▶ [Directive 1]:
Could you repeat the part of the accounting policies text between "Policy acquisition costs, consisting" and "policy acquisition costs.", inclusive, switching "commissions" to "brokerage fees"?

* start Supplied text *

CRITICAL ACCOUNTING POLICIES AND ESTIMATES

INVESTMENTS

Management believes the Company has the ability to hold all fixed income securities to maturity. However, during the current fiscal year, the Company determined it may dispose of securities prior to their scheduled maturity due to changes in interest rates, prepayments, tax and credit considerations, liquidity or regulatory capital requirements, or other similar factors. As a result, the Company reclassified all of its fixed income securities (bonds) and equity securities as available-for-sale. These securities are reported at fair value, with unrealized gains and losses, net of deferred income taxes, reported in stockholders' equity as a separate component of accumulated other comprehensive income. INSURANCE PREMIUMS Insurance premiums are recognized as revenue ratably over the term of the related policies in proportion to the insurance protection provided. Premium revenues are net of amounts ceded to reinsurers. Unearned premiums represent the portion of premiums written, before ceded reinsurance which is shown as an asset, applicable to the unexpired terms of policies in force determined on a pro rata basis. Insurance premium receivables are presented net of an estimated allowance for doubtful accounts, which is based on a periodic evaluation of the aging and collectability of premium receivables.

DEFERRED POLICY ACQUISITION COSTS

Policy acquisition costs, consisting of commissions, premium taxes and other underwriting expenses which vary with, and are primarily related to, the production of business, are deferred and amortized as a charge to income as the related premiums are earned. The Company periodically tests that deferred policy acquisition costs are recoverable based on the expected profitability embedded in the reserve for unearned premium. If the expected profitability is less than the balance of deferred policy acquisition costs, a charge to income is taken and the deferred policy acquisition cost balance is reduced to the amount determined to be recoverable. Anticipated investment income is considered in the determination of the recoverability of deferred policy acquisition costs.

* end Supplied text *

▶ [Directive 2]:
How many lines of the records contain the string "puma", with case taken into account? Reply with the number alone.

* start Data section *

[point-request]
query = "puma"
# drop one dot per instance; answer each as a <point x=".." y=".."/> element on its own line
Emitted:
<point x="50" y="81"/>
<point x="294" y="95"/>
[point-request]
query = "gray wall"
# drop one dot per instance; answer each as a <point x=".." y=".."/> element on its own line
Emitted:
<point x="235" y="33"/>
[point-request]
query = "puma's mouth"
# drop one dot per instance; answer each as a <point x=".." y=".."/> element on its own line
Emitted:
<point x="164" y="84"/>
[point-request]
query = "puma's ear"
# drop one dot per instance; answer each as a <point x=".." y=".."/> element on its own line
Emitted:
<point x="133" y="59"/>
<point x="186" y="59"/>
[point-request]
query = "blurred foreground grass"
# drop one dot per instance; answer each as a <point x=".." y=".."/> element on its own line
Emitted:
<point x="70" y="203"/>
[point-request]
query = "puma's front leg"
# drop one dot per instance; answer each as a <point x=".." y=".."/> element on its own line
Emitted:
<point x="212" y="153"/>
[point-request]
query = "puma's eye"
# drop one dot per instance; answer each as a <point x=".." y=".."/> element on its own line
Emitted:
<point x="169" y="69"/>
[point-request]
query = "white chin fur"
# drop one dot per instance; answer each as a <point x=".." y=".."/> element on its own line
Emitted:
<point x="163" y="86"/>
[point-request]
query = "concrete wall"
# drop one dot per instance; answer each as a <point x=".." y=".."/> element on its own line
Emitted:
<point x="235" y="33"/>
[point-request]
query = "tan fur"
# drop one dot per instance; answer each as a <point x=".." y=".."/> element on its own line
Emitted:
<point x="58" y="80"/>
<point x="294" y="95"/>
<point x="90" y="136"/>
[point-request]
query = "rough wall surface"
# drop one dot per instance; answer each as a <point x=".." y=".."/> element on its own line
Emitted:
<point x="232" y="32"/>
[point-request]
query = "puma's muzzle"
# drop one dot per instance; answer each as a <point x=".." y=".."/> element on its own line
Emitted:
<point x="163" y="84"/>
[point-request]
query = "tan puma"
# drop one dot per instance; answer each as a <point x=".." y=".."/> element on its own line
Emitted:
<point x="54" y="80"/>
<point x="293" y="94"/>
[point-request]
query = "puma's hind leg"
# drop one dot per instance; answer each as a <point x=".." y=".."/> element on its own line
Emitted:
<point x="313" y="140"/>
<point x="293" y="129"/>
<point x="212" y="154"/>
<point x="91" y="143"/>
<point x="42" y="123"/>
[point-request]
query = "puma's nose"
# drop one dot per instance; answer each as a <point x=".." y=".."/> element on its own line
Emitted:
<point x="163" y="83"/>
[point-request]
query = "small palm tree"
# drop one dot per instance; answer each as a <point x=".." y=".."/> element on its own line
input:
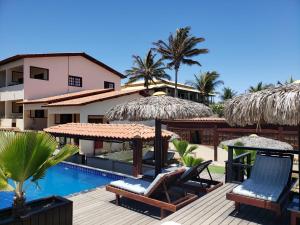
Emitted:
<point x="289" y="81"/>
<point x="228" y="93"/>
<point x="179" y="49"/>
<point x="206" y="83"/>
<point x="183" y="149"/>
<point x="147" y="69"/>
<point x="259" y="87"/>
<point x="26" y="156"/>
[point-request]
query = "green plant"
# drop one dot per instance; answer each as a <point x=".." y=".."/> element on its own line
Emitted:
<point x="147" y="69"/>
<point x="227" y="93"/>
<point x="27" y="156"/>
<point x="179" y="49"/>
<point x="217" y="109"/>
<point x="183" y="149"/>
<point x="206" y="83"/>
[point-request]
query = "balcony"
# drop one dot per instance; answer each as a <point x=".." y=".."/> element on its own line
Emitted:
<point x="13" y="92"/>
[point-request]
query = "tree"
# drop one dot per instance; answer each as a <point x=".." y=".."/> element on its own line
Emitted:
<point x="179" y="49"/>
<point x="289" y="81"/>
<point x="206" y="83"/>
<point x="26" y="156"/>
<point x="259" y="87"/>
<point x="147" y="69"/>
<point x="228" y="93"/>
<point x="184" y="150"/>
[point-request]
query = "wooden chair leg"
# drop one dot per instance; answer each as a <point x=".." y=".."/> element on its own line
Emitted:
<point x="237" y="206"/>
<point x="117" y="199"/>
<point x="162" y="213"/>
<point x="293" y="218"/>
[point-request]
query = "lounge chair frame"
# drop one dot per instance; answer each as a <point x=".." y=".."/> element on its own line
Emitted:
<point x="165" y="206"/>
<point x="265" y="204"/>
<point x="211" y="184"/>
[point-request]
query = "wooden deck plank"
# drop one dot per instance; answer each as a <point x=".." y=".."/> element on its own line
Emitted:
<point x="98" y="207"/>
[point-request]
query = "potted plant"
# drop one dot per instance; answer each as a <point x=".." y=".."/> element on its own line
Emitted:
<point x="27" y="156"/>
<point x="184" y="149"/>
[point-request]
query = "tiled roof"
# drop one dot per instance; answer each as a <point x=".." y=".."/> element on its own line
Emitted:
<point x="66" y="96"/>
<point x="83" y="54"/>
<point x="107" y="131"/>
<point x="93" y="98"/>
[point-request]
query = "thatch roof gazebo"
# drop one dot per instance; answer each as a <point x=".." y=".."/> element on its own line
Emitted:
<point x="158" y="108"/>
<point x="256" y="141"/>
<point x="278" y="105"/>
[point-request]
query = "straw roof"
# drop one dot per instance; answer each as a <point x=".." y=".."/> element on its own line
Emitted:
<point x="258" y="142"/>
<point x="279" y="106"/>
<point x="158" y="107"/>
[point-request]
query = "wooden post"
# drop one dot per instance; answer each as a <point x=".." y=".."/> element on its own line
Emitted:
<point x="216" y="142"/>
<point x="165" y="148"/>
<point x="157" y="147"/>
<point x="280" y="133"/>
<point x="137" y="157"/>
<point x="229" y="165"/>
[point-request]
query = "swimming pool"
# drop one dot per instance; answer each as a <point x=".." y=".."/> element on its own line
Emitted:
<point x="63" y="179"/>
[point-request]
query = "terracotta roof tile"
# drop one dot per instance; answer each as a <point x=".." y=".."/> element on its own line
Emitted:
<point x="107" y="131"/>
<point x="67" y="96"/>
<point x="93" y="98"/>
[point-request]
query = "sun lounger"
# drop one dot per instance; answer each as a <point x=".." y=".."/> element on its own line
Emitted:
<point x="157" y="193"/>
<point x="149" y="157"/>
<point x="192" y="181"/>
<point x="269" y="183"/>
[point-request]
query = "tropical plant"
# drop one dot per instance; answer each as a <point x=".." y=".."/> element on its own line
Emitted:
<point x="179" y="49"/>
<point x="149" y="69"/>
<point x="184" y="150"/>
<point x="227" y="93"/>
<point x="27" y="156"/>
<point x="289" y="81"/>
<point x="218" y="109"/>
<point x="206" y="83"/>
<point x="259" y="87"/>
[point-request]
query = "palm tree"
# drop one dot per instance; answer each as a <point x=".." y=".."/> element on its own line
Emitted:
<point x="179" y="49"/>
<point x="228" y="93"/>
<point x="206" y="83"/>
<point x="184" y="150"/>
<point x="260" y="86"/>
<point x="289" y="81"/>
<point x="148" y="69"/>
<point x="26" y="156"/>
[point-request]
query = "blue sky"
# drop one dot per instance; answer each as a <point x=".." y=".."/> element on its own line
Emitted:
<point x="249" y="41"/>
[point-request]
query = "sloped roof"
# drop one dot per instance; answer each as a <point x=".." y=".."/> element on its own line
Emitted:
<point x="92" y="98"/>
<point x="83" y="54"/>
<point x="107" y="131"/>
<point x="67" y="96"/>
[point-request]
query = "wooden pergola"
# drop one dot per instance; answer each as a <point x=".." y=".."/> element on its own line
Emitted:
<point x="136" y="133"/>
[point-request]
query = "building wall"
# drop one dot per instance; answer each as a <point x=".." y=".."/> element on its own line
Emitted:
<point x="93" y="76"/>
<point x="96" y="108"/>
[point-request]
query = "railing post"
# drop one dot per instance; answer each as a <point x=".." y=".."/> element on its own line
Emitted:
<point x="248" y="164"/>
<point x="230" y="161"/>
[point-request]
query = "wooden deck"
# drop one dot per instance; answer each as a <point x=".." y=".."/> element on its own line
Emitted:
<point x="97" y="207"/>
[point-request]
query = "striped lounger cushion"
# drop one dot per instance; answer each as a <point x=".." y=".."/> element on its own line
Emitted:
<point x="268" y="178"/>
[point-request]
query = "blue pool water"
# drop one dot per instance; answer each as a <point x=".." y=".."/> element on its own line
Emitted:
<point x="63" y="179"/>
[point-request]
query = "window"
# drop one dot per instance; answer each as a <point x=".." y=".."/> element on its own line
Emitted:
<point x="75" y="81"/>
<point x="37" y="113"/>
<point x="39" y="73"/>
<point x="17" y="108"/>
<point x="109" y="85"/>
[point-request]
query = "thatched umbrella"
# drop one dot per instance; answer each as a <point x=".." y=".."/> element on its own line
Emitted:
<point x="278" y="105"/>
<point x="158" y="108"/>
<point x="256" y="141"/>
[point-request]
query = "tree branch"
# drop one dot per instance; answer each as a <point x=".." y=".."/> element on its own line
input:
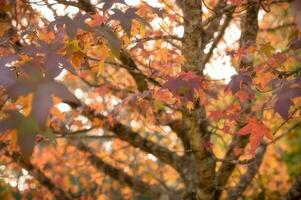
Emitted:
<point x="248" y="37"/>
<point x="116" y="173"/>
<point x="248" y="176"/>
<point x="218" y="38"/>
<point x="56" y="191"/>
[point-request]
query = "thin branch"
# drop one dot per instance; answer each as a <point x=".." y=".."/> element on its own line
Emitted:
<point x="56" y="191"/>
<point x="218" y="38"/>
<point x="116" y="173"/>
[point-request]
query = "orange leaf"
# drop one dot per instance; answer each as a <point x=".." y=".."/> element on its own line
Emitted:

* end Data section *

▶ [Problem solution 1]:
Policy acquisition costs, consisting of brokerage fees, premium taxes and other underwriting expenses which vary with, and are primarily related to, the production of business, are deferred and amortized as a charge to income as the related premiums are earned. The Company periodically tests that deferred policy acquisition costs are recoverable based on the expected profitability embedded in the reserve for unearned premium. If the expected profitability is less than the balance of deferred policy acquisition costs, a charge to income is taken and the deferred policy acquisition cost balance is reduced to the amount determined to be recoverable. Anticipated investment income is considered in the determination of the recoverability of deferred policy acquisition costs.

▶ [Problem solution 2]:
9